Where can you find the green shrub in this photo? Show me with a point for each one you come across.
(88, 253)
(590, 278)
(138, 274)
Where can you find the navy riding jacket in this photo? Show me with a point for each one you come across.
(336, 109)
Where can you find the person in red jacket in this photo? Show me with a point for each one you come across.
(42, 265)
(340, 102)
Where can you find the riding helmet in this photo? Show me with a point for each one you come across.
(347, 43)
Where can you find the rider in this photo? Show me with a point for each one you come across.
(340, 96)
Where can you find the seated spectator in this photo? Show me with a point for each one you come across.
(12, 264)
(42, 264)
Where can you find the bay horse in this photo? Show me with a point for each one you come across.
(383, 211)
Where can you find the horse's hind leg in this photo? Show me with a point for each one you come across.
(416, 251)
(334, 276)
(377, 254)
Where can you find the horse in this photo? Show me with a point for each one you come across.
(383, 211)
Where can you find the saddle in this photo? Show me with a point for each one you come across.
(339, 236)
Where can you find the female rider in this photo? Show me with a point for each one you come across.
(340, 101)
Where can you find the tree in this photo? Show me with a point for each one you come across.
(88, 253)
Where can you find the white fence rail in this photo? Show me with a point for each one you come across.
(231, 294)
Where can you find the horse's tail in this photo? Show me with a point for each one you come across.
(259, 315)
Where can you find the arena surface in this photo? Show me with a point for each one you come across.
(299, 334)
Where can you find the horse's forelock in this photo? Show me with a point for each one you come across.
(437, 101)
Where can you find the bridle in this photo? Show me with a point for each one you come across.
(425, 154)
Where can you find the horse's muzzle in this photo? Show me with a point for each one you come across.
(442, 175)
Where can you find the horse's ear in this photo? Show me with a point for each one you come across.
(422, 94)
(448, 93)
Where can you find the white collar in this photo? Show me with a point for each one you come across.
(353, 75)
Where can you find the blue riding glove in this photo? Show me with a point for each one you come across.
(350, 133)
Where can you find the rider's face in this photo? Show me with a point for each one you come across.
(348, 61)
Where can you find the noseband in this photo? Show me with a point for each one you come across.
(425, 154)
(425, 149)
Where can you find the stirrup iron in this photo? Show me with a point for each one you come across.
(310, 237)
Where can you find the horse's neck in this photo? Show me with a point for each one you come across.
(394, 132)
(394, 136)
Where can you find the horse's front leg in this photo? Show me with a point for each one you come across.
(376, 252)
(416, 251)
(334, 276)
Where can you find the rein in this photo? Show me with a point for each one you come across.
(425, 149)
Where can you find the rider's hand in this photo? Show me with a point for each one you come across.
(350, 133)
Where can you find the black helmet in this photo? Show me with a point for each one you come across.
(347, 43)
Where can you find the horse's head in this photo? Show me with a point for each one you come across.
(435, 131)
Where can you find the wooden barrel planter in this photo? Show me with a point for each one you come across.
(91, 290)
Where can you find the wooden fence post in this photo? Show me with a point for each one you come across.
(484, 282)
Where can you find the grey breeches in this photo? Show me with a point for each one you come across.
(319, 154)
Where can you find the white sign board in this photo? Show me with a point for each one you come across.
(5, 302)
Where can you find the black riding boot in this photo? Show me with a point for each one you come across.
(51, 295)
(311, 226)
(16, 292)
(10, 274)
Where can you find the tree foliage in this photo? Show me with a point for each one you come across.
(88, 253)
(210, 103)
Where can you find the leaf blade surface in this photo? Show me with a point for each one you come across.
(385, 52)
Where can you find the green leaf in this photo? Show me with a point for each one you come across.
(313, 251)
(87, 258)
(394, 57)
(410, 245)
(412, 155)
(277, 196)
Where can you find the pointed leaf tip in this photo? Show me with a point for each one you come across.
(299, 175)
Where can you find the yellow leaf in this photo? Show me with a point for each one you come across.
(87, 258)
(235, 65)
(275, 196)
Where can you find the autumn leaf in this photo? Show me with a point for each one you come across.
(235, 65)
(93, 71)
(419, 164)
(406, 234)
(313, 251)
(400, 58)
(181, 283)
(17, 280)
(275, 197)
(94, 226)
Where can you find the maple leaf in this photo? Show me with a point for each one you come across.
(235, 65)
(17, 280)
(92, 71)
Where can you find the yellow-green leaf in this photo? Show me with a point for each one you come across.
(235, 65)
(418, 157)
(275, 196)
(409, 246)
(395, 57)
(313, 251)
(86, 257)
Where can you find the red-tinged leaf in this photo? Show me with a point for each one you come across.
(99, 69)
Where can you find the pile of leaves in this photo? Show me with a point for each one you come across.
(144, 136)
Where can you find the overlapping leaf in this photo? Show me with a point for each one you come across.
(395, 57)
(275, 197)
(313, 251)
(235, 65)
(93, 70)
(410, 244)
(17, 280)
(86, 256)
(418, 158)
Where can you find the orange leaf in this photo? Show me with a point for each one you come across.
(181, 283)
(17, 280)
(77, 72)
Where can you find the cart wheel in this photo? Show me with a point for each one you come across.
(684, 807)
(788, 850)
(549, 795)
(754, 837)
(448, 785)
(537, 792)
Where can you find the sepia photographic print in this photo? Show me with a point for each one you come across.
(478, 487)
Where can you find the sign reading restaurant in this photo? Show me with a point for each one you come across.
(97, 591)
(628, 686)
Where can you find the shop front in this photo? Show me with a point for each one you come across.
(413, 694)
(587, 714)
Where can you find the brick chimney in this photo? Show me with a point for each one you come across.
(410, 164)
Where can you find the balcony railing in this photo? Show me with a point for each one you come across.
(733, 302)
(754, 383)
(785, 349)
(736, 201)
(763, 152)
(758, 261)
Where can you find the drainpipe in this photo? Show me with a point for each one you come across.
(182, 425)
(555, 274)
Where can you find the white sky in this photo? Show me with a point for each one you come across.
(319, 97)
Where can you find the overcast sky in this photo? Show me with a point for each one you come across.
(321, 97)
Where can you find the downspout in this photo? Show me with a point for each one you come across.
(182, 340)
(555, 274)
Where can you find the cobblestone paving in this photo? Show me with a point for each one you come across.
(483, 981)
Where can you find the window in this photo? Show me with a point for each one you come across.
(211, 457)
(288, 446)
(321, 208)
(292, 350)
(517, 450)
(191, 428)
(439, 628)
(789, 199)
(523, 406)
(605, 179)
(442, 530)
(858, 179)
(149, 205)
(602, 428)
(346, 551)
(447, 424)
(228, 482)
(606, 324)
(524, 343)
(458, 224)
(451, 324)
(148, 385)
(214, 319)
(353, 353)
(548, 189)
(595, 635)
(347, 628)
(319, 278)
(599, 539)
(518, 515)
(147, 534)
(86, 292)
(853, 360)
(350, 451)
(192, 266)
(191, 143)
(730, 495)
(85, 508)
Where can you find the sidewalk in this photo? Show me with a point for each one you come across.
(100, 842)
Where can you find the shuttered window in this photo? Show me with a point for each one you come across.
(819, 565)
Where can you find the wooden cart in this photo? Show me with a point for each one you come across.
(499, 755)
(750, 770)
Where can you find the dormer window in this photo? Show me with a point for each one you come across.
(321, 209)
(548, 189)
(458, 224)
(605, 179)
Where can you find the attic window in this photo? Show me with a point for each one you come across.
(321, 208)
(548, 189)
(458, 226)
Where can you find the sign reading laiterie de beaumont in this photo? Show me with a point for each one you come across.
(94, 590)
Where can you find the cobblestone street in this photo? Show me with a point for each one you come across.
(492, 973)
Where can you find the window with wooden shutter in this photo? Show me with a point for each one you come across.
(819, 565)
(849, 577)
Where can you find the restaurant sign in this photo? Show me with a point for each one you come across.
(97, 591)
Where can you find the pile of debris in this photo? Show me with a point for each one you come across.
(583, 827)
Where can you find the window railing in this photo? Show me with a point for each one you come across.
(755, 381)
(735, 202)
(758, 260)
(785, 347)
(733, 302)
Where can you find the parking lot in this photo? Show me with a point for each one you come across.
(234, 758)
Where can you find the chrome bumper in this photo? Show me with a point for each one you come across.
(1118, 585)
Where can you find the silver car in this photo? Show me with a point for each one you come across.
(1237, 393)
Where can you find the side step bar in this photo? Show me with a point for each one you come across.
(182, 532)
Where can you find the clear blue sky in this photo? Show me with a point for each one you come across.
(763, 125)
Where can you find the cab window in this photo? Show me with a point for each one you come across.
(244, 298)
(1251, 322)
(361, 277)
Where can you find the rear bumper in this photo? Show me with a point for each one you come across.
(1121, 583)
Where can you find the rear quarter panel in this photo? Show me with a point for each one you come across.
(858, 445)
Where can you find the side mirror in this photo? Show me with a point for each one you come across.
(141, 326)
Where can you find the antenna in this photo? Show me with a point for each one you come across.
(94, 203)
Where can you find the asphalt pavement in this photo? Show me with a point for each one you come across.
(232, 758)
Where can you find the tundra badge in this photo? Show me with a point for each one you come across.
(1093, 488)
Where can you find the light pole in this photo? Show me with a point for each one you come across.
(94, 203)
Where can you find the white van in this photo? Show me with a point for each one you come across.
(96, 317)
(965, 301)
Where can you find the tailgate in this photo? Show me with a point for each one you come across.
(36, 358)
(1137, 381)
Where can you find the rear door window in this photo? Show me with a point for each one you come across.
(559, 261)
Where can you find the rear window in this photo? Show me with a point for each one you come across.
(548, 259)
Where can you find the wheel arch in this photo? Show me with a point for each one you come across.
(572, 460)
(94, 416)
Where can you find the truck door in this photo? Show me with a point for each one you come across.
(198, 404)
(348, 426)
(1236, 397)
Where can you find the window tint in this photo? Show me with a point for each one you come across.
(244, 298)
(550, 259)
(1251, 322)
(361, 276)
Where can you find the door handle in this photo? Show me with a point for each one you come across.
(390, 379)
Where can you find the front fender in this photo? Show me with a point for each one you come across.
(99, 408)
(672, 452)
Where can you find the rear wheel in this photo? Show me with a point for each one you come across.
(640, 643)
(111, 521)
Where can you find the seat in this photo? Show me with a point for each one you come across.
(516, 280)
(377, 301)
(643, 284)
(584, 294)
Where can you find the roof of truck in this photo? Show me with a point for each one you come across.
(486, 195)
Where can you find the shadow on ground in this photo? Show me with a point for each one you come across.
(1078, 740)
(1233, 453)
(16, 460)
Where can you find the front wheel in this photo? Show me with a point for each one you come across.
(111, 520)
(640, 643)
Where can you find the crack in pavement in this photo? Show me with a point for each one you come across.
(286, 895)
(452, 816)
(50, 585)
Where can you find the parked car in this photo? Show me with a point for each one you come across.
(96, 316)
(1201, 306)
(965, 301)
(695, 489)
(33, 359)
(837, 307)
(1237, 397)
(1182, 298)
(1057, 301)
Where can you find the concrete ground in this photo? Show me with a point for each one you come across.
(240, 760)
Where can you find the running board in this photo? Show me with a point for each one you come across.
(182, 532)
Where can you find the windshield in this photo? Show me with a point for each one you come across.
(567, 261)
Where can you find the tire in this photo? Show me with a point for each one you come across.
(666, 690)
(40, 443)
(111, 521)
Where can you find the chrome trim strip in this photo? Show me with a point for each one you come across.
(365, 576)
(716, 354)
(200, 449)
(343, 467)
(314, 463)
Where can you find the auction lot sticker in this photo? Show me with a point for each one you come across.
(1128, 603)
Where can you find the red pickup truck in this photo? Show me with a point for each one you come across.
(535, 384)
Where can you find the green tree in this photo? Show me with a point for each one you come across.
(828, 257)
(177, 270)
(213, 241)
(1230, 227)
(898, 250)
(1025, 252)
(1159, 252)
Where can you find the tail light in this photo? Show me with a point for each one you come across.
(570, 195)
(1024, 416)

----

# TASK STATEMENT
Restate the final lines of the listing above word for word, beginning at the line that contains "Where can you find the running".

# PROBLEM SOLUTION
Where can you find the running board in this photo? Show me with a point for each one you come across.
(182, 532)
Where can you find the windshield in this photo? Show me with a point for each one you come across.
(567, 261)
Where can you find the tire in this photo? Show me with a point for each one you come across.
(666, 690)
(40, 443)
(111, 521)
Where can you find the chrome trim strip in this photo? Show me with a point for each one you come across.
(365, 576)
(716, 354)
(200, 449)
(343, 467)
(314, 463)
Where can you find the auction lot sticker in this photo? Show me with a point for each one you come across.
(1128, 603)
Where can you find the red pickup truck in this photo? Show me with a point for each one you come across.
(535, 384)
Where can you find the green tree in this photo? Show me with a point for each one you come across.
(828, 257)
(177, 270)
(213, 241)
(1230, 227)
(898, 250)
(1025, 252)
(1159, 252)
Where can you find the tail light in this photo? Show me with a point for each one you come across.
(570, 195)
(1024, 416)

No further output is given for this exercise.